Take the listing below and write it out again exactly, skipping any picture that it holds.
# # # # # # #
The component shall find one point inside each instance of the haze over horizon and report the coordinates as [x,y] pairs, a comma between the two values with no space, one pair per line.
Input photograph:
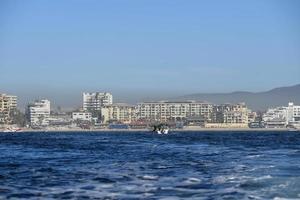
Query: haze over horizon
[141,49]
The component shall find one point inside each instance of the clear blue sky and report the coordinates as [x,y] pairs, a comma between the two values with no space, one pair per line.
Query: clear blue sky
[174,47]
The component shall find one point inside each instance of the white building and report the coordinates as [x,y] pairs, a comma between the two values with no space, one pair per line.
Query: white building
[122,113]
[94,101]
[172,111]
[7,103]
[39,113]
[82,116]
[282,116]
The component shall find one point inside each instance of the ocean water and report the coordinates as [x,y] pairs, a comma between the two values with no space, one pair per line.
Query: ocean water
[140,165]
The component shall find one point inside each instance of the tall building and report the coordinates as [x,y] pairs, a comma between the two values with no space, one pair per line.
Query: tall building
[7,104]
[231,113]
[164,111]
[121,113]
[282,116]
[39,112]
[94,101]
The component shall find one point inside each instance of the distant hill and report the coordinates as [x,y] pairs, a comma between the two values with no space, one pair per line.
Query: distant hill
[255,100]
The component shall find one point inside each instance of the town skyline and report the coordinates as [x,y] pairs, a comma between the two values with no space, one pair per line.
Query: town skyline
[257,101]
[171,47]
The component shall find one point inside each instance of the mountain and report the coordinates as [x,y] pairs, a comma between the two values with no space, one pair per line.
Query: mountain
[254,100]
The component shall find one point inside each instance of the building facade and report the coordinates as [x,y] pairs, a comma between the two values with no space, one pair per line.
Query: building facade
[94,101]
[164,111]
[282,116]
[231,113]
[39,112]
[7,104]
[119,113]
[82,116]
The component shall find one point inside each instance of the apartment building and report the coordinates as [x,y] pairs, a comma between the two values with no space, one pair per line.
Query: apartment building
[230,113]
[82,116]
[38,113]
[164,111]
[7,104]
[120,113]
[94,101]
[282,116]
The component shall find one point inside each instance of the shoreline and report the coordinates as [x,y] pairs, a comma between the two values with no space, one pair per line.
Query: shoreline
[147,130]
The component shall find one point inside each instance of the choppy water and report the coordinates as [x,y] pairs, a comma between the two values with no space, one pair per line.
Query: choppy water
[186,165]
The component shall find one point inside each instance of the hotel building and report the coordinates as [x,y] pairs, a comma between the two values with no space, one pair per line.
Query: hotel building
[39,112]
[120,113]
[82,116]
[282,116]
[7,104]
[94,101]
[164,111]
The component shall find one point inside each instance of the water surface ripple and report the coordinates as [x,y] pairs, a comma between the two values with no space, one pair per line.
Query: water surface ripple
[140,165]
# # # # # # #
- [Your response]:
The component shall find one point inside each instance of the haze over horizon and report the coordinates as [x,y] pairs, a comma between the two values with no space, one pair per line.
Input photograph:
Query: haze over horizon
[141,49]
The component shall find one point inside each instance of the clear blue sky and report the coordinates as [x,y] pairs, a comma between the two values with no space, one pair per line.
Query: clear blue sky
[174,47]
The component shall find one point inside each instance of the white building and report the coordinates as [x,y] pairs, a comma between the two values with no space, one pair per line.
Query: white building
[122,113]
[94,101]
[172,111]
[7,103]
[39,113]
[82,116]
[282,116]
The component shall find one point inside each instance of the ocean water and report the coordinates as [x,y] pairs, a comma between the two values with no space, one pair per line.
Query: ocean water
[140,165]
The component shall find one point inside each instance of the tall building and report the coordinates as [x,y] pairs, a comma between the two values with no space, one pair per line.
Query: tall building
[7,104]
[231,113]
[164,111]
[121,113]
[282,116]
[39,112]
[94,101]
The component shall find one point inside each instance of the distant hill and report the coordinates as [x,y] pairs, a comma between the two values with no space, one pair per line.
Query: distant hill
[255,100]
The component shall find one point inside each instance of the town skyline and report the coordinates as [x,y] pairs, a comma between the two values with no space, one pair per line.
Query: town skyline
[257,101]
[171,47]
The component shall find one point inside each instance of the mountain and report the coordinates as [x,y] pairs, a comma between the two values with no space, one pair per line.
Query: mountain
[254,100]
The component shall find one point inside each instance of the building facade and report the coordinates as [x,y] pairs, a comma between the two values with no space, one pair per line.
Query: building facade
[94,101]
[164,111]
[282,116]
[231,113]
[39,112]
[7,104]
[119,113]
[82,116]
The component shall find one point inside each instance of the apartment building and report the coordinates as [x,y] pairs, a comma between the two values with no space, one pair per line.
Query: apartment building
[230,113]
[82,116]
[38,113]
[164,111]
[7,104]
[120,113]
[94,101]
[282,116]
The component shall find one point inside each instance of the shoreline and report the coordinates as [x,y] pairs, a comma between the two values with no space, one pair per line.
Query: shoreline
[147,130]
The component shall find one point inside each instance of the choppy water and report the coordinates as [x,y] pairs, a comma between the two values with no space, one pair per line.
Query: choppy water
[186,165]
The component shall find one point inside each instance of the hotel building and report the coordinates as [x,y] pairs, a comma between the two values with no space, one pair per line.
Query: hotel building
[39,112]
[120,113]
[82,116]
[282,116]
[7,104]
[94,101]
[164,111]
The component shall find one point inside each instance of the water surface ripple and report the coordinates as [x,y] pairs, a comma between the two values with no space, one pair per line.
Query: water surface ripple
[140,165]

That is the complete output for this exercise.